- TEXT SEGMENT -
<<<<

Staring Daggers


When Donald Trump accused the World Health Organization of being Beijing’s “puppet” and China of being responsible for a “mass worldwide killing,” he added a dynamic to his demagoguery that is not, despite everything, without foundation. The paradox is well understood, however, that Trump, in absolving himself of responsibility in the face of the COVID-19 crisis, perpetuates this dynamic by his excessive unilateralism.

In the pre-Trump world, the tendency to disinvest from the United Nations organization as a whole was already well underway in the West, despite multilateralist professions of faith in the institution. Further, for all the expansionist logic, China has not been asked to occupy the field.

In the heightened context of the pandemic, the case of the World Health Organization is a prime example of this dynamic. In denouncing the WHO’s complacence with Beijing, Trump threatens with rude isolationism to cut the American contribution, some $550 million per year, to the intergovernmental organization, which will, in fact, once again leave more room for China.

And it is thus that the WHO’s virtual high mass, celebrated earlier this week by its 194 member states, did no more than highlight the crisis in which the organization finds itself. A conference which, in the end, was less an opportunity to concretely affirm the urgency of global cooperation than to witness, against the backdrop of a commercial race to a vaccine, another chapter of the Chinese-American conflict. That there was a commitment to a hypothetical “impartial, independent and comprehensive” investigation into the management of the pandemic will not reassure anyone hoping for healthier international collaboration.

A series of papers published in Le Monde in recent weeks on the global governance crisis cruelly clarified by the pandemic stresses that, while the United States is in all respects breaking with the “multilateral method” used in international relations since 1945, China is using this same multilateralism to disguise its goals of domination. In the case of the WHO, Beijing played a good game of patiently exploiting the weaknesses of the organization to expand its “soft power,” particularly in Africa, using it “as a platform to sign bilateral agreements with multiple entities: laboratories, hospitals, research centers, programs, and international funds.”

>>>>

- WORK REQUEST A -
According to the editorial, how much does the American contribution to the World Health Organization amount to each year?
- WORK REQUEST B -
Decide whether each statement agrees with the editorial, answering yes or no and quoting the words that settle it: (i) The WHO's virtual meeting earlier this week was held by its 194 member states. (ii) The series of papers on the global governance crisis appeared in The New York Times. (iii) Beijing expanded its soft power particularly in Asia.

- THE DATA -

<<<<

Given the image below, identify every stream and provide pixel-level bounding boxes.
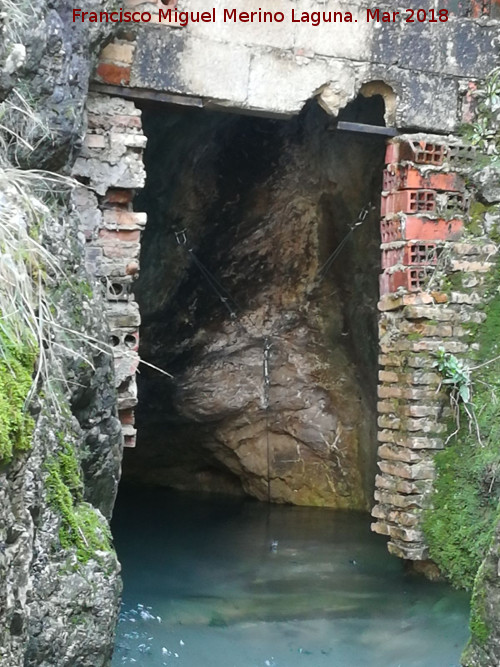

>>>>

- ANSWER BOX A -
Some $550 million per year.

- ANSWER BOX B -
(i) Yes: "celebrated earlier this week by its 194 member states"
(ii) No: "A series of papers published in Le Monde in recent weeks"
(iii) No: "particularly in Africa"